**Problem**
Lines from the records below that contain the word "front" are to be copied out.

***** Extracted data *****

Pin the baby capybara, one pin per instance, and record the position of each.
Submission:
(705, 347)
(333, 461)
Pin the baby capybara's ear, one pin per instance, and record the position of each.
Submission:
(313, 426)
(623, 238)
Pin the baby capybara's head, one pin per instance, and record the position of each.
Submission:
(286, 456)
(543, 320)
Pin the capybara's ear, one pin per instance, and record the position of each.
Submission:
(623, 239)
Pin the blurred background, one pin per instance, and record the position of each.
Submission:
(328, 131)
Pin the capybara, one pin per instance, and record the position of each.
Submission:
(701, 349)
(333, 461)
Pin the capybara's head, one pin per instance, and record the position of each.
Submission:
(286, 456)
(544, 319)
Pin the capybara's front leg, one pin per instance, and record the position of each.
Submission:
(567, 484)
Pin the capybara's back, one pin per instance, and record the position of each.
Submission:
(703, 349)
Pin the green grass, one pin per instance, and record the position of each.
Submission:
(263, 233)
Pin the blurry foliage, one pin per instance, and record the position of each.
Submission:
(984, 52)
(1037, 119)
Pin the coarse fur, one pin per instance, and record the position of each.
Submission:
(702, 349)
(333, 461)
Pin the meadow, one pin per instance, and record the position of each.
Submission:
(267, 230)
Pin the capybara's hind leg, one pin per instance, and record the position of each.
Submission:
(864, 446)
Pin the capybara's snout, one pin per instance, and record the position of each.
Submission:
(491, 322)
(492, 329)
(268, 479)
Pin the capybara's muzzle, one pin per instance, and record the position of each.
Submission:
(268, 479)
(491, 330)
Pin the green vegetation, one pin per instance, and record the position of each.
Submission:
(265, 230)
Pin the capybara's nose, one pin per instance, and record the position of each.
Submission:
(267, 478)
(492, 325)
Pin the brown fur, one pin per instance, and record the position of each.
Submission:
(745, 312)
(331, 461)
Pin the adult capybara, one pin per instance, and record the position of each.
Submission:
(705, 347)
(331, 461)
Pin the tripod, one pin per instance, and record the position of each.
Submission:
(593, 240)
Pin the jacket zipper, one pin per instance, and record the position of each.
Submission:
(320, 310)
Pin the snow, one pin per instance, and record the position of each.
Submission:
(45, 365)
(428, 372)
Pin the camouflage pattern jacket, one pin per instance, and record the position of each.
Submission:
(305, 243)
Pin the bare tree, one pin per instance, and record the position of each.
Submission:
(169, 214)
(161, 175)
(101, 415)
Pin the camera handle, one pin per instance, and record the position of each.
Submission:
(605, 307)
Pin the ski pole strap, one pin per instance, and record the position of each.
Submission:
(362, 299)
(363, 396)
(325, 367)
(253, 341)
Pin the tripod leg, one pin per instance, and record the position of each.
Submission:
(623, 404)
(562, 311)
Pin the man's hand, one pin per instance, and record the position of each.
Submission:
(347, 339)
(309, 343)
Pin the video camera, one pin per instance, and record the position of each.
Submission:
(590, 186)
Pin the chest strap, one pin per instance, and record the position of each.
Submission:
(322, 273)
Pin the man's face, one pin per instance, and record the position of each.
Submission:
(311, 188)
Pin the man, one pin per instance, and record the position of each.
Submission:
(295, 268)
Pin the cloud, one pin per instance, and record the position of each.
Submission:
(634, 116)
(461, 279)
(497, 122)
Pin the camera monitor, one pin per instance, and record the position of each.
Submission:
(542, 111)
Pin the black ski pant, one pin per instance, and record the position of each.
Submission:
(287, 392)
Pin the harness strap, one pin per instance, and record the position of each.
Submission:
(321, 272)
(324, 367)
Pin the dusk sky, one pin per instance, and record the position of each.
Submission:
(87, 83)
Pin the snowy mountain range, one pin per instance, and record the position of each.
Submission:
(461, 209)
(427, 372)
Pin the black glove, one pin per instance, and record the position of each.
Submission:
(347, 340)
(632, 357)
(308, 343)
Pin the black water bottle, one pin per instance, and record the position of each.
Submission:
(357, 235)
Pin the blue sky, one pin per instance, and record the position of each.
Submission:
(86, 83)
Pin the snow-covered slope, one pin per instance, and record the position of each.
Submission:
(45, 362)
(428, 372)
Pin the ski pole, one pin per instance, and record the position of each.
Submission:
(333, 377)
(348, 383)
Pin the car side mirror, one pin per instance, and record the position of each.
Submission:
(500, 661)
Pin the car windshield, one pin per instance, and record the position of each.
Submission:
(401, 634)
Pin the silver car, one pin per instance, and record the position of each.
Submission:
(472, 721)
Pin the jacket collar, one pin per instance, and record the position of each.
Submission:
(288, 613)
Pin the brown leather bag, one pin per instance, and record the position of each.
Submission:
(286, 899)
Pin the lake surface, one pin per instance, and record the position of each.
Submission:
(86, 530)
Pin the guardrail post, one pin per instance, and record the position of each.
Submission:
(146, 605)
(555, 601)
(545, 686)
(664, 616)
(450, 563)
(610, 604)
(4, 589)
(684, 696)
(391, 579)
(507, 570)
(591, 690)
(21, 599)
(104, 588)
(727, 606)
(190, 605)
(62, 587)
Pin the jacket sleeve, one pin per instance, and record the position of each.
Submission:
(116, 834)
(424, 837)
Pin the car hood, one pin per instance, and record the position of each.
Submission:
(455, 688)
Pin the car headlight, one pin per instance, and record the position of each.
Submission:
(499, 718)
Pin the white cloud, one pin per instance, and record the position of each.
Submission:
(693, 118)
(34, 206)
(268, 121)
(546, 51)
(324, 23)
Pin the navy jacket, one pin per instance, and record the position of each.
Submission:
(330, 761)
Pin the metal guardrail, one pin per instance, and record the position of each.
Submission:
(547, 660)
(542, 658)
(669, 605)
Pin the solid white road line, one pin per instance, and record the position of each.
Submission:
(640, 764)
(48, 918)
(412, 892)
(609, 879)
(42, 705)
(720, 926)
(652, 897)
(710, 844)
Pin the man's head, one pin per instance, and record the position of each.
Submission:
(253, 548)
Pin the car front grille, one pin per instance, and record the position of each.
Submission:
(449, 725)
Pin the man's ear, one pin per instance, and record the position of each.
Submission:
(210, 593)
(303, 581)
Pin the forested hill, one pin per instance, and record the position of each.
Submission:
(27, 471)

*****

**Reply to the exercise**
Pin the capybara's front leg, one pin per instance, and record the position of each.
Pin the car front grille, one pin per instance, and record the position of each.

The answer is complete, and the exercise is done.